=== JOB ===
Could the lines from the one with "Could you kindly pick out the orange" through the end of the listing be restated exactly, with nothing else included?

Data extracted from a collection
_____

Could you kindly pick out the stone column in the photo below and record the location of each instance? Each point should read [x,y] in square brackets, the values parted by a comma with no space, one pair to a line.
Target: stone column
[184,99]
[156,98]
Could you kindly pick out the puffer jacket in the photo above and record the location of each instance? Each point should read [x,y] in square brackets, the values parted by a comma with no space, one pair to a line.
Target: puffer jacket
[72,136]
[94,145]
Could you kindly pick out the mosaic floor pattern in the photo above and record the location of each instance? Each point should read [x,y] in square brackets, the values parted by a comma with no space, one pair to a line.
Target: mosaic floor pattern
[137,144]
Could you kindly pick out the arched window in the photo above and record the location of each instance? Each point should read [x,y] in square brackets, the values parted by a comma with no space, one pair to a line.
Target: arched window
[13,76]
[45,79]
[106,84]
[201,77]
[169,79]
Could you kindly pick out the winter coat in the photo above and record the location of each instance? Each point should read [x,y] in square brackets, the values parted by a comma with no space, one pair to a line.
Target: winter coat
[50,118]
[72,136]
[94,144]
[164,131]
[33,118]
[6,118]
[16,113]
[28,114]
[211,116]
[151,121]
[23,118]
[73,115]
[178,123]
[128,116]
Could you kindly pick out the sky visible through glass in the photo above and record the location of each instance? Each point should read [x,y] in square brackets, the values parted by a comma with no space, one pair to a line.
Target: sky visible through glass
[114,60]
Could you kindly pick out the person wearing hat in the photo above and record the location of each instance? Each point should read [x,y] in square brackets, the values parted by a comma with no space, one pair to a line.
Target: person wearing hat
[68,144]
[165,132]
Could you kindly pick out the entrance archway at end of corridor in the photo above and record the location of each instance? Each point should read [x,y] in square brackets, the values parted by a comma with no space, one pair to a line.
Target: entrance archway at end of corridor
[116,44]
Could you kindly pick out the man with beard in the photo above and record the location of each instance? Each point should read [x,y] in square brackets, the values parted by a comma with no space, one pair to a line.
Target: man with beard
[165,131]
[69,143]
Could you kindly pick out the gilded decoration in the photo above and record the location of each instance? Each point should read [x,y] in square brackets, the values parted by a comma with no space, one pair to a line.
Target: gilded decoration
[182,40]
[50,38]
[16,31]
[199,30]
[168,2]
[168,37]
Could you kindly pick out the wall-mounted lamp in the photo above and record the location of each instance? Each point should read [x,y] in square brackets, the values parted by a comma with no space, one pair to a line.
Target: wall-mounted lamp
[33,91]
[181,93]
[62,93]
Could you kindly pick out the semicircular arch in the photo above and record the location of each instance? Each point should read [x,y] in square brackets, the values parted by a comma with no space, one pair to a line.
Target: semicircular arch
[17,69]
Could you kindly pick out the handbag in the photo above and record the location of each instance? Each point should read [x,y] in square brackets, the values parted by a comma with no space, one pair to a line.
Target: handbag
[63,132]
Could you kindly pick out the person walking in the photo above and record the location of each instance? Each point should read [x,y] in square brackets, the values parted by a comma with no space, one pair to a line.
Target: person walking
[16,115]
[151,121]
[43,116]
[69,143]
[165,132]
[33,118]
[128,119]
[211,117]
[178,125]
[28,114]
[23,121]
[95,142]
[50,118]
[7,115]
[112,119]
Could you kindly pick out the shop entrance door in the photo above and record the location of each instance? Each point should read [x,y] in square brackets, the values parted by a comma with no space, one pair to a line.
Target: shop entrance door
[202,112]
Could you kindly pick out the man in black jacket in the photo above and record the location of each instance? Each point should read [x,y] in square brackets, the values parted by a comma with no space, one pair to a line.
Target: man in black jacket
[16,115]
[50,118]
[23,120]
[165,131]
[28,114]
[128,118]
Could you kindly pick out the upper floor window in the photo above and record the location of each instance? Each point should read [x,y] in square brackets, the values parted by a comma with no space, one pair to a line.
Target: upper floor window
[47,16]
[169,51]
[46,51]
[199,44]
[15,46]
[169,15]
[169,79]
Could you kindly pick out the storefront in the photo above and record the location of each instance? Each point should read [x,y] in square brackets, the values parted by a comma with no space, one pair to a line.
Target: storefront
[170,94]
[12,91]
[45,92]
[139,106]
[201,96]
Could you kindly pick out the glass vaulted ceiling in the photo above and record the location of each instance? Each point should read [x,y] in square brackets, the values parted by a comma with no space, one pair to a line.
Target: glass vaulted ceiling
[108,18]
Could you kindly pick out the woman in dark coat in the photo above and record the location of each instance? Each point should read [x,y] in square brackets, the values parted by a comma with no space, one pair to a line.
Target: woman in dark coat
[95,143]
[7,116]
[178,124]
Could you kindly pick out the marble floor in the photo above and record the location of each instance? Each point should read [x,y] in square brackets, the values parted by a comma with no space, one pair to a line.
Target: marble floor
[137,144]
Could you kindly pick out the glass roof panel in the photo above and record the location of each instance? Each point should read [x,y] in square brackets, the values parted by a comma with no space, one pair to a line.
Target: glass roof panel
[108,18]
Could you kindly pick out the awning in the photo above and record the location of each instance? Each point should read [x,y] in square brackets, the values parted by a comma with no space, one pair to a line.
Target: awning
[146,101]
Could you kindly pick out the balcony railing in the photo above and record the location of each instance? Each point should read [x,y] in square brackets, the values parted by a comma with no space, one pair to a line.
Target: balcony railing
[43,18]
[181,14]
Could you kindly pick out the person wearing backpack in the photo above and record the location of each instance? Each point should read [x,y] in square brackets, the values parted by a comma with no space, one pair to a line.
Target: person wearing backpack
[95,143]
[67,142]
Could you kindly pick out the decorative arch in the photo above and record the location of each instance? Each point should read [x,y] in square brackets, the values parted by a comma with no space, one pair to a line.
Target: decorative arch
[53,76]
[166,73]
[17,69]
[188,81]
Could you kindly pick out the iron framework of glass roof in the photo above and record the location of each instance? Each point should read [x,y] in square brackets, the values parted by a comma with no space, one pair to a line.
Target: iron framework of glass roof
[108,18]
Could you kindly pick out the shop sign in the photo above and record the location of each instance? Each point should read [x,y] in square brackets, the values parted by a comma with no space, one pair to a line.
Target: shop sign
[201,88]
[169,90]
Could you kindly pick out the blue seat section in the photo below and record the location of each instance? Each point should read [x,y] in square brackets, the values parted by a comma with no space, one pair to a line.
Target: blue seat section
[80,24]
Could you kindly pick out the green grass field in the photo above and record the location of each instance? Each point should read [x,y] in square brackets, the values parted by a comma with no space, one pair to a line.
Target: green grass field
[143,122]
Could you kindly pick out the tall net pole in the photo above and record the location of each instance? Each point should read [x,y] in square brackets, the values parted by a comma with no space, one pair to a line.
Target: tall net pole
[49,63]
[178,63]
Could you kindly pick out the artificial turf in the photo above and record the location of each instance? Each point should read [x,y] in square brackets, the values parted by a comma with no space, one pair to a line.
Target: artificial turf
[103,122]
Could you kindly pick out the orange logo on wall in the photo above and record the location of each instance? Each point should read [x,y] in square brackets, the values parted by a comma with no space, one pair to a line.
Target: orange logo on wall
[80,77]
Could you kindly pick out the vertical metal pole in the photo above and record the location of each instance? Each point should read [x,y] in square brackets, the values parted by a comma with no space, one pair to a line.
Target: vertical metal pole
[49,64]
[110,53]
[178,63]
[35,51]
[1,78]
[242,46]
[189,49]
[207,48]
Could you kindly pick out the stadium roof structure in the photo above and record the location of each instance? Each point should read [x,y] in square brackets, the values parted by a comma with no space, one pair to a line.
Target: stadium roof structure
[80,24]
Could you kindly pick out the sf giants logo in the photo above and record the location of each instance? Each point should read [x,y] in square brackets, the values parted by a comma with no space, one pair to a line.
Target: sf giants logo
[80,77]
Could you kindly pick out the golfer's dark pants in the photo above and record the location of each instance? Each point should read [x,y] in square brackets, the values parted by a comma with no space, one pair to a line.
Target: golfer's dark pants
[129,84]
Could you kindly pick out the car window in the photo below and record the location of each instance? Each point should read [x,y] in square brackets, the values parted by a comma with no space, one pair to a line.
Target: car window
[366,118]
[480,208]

_____

=== PROBLEM SOLUTION ===
Could you kindly pick out the orange logo on wall in the photo above and record the location of each instance? Each point should read [x,y] in square brackets, the values parted by a comma with no space, one pair to a line.
Target: orange logo on wall
[80,77]
Could you kindly pick out the vertical metal pole in the photo above and record the location of each instance? Each point should read [x,y] in square brackets, the values parted by a comma with no space, one pair to a line.
Target: vertical metal pole
[49,64]
[110,53]
[178,63]
[35,51]
[1,78]
[242,46]
[189,49]
[207,48]
Could you kindly pick out the stadium roof structure in the photo above and record the location of each instance? Each point should read [x,y] in square brackets, the values parted by a comma with no space, one pair to a line.
Target: stadium roof structure
[80,24]
Could you kindly pick out the sf giants logo in the photo above and record the location of each instance? Each point should read [x,y] in square brackets, the values parted by a comma with no space, one pair to a line.
Target: sf giants logo
[80,77]
Could you kindly pick out the golfer's dark pants in the photo above and record the location of each instance? Each point should read [x,y] in square brackets, the values parted by a comma with no space, one pair to a line.
Target: golfer's dark pants
[129,84]
Could you kindly pick out the car window in the photo below and record the location of each instance? Each point should read [x,y] in square brackets, the values parted by a comma with no space, one pair to a line.
Target: car window
[366,118]
[480,208]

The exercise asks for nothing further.